→ **Goal**
Rewrite the rows below, starting at the line that has "Annotation task — point out every instance of the thick" and ending after the line that has "[(89, 103), (107, 104)]". Give only those lines, requests included, with every point coordinate in the answers multiplied by 2.6 and rounded to a whole number, halves rounding up.

→ **Records for this exercise**

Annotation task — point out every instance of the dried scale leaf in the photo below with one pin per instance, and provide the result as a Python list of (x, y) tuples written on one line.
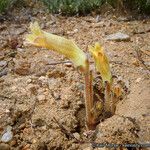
[(102, 62), (62, 45)]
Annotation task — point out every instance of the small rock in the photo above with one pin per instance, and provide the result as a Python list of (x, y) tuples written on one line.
[(75, 30), (138, 80), (3, 72), (41, 97), (34, 141), (76, 135), (22, 68), (29, 81), (118, 37), (8, 135), (68, 64), (13, 142), (3, 63), (4, 146)]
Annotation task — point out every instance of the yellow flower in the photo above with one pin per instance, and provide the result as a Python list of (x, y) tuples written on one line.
[(62, 45), (102, 62)]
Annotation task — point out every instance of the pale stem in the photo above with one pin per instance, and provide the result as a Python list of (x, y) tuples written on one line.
[(89, 103), (113, 101), (107, 104)]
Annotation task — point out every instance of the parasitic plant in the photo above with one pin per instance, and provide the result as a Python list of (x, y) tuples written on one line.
[(69, 49), (103, 67)]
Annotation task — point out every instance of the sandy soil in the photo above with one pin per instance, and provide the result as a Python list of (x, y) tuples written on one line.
[(44, 101)]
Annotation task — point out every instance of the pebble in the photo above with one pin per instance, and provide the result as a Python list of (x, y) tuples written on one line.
[(4, 146), (3, 63), (8, 135), (41, 97), (68, 64), (76, 135), (138, 80), (118, 37)]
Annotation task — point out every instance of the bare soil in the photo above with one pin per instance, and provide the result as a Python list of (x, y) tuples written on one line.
[(42, 97)]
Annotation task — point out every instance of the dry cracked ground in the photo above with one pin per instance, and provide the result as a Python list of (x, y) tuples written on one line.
[(41, 93)]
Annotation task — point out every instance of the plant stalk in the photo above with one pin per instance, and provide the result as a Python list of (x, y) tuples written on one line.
[(107, 104), (89, 102)]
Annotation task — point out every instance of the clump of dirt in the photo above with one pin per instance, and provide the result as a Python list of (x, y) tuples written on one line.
[(41, 95), (118, 130)]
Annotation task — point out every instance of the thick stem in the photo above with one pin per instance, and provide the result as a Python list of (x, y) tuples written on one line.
[(89, 103), (107, 104)]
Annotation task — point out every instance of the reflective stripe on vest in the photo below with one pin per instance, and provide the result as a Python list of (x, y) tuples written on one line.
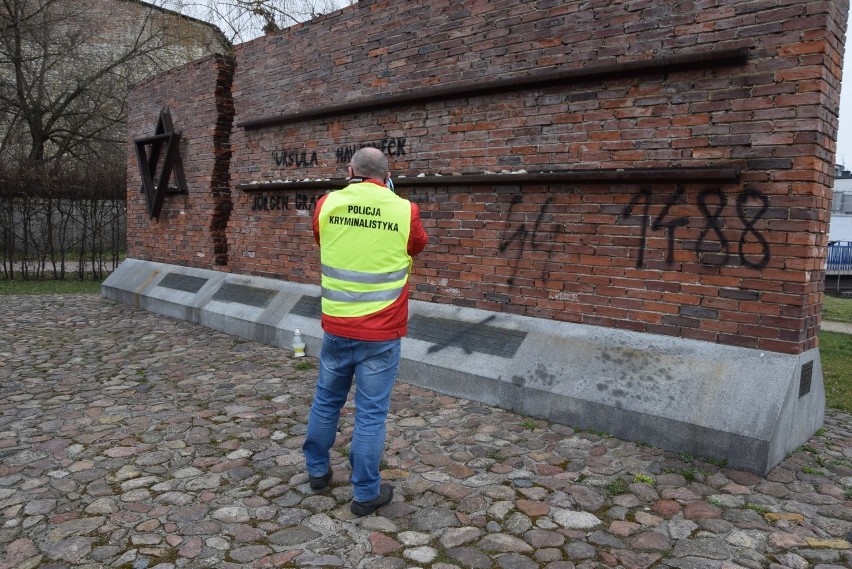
[(363, 245)]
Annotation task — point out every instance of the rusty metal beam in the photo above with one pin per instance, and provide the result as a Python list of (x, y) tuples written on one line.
[(668, 64), (613, 176)]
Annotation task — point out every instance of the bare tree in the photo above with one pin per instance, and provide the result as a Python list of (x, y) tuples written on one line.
[(243, 20), (66, 67)]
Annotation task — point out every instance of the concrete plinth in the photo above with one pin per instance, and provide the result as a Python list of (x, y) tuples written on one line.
[(747, 407)]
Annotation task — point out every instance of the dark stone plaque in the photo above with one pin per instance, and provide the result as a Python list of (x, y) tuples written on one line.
[(242, 294), (183, 283), (469, 336), (308, 306)]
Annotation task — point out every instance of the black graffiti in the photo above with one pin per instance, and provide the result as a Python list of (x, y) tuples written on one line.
[(523, 237), (305, 202), (270, 203), (390, 146), (748, 226), (713, 223), (302, 202), (293, 158), (660, 222)]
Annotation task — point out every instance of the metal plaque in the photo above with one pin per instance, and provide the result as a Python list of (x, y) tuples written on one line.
[(469, 336), (242, 294), (181, 282), (308, 306), (805, 378)]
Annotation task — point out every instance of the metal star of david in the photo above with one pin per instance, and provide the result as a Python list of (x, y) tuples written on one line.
[(164, 135)]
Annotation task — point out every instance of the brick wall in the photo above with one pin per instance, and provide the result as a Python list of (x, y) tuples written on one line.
[(191, 228), (731, 260)]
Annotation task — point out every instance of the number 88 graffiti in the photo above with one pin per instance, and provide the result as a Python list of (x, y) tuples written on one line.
[(712, 212)]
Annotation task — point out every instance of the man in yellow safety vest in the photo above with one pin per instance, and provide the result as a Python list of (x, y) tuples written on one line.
[(367, 237)]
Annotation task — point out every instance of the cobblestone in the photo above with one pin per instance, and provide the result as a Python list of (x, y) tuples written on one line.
[(128, 439)]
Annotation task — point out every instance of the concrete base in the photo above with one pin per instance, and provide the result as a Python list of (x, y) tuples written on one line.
[(748, 407)]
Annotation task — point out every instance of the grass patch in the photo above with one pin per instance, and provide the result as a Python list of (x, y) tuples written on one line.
[(836, 353), (837, 309), (50, 286), (644, 479), (617, 487), (759, 508)]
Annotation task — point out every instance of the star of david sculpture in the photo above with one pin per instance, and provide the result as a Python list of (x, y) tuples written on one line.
[(148, 149)]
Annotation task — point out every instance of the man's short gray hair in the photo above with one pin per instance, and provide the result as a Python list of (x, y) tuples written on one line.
[(369, 162)]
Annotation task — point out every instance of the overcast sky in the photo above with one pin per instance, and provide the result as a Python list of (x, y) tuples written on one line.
[(844, 134)]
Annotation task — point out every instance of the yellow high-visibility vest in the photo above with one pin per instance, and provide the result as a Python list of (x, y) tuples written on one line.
[(363, 249)]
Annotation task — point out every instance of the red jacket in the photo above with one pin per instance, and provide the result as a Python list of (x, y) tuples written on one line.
[(391, 322)]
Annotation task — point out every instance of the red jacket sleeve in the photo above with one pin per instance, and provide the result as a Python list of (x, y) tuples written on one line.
[(316, 217), (417, 238)]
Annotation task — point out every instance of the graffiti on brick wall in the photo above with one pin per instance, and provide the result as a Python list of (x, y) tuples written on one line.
[(715, 245), (713, 237), (265, 202), (296, 158), (525, 239), (393, 146)]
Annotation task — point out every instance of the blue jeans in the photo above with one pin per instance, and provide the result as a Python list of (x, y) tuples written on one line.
[(374, 366)]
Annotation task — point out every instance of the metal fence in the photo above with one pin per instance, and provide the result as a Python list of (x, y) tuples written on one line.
[(57, 237)]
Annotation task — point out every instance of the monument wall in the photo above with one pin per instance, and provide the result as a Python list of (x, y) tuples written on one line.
[(627, 201), (706, 131), (190, 230)]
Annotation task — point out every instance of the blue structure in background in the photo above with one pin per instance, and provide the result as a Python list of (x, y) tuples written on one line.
[(839, 260)]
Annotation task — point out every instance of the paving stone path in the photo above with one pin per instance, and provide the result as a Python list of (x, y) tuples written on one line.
[(130, 440)]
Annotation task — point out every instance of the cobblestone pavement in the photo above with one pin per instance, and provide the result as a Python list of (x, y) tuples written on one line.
[(135, 441)]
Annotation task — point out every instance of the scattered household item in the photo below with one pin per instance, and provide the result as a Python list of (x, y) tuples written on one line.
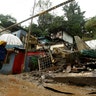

→ **Solution to this problem**
Annotation task — point out every instance of the thick stem in the photo above with one pin per instance, and provide the result as a Python list of (x, y) tuples written on one line.
[(231, 268), (278, 270)]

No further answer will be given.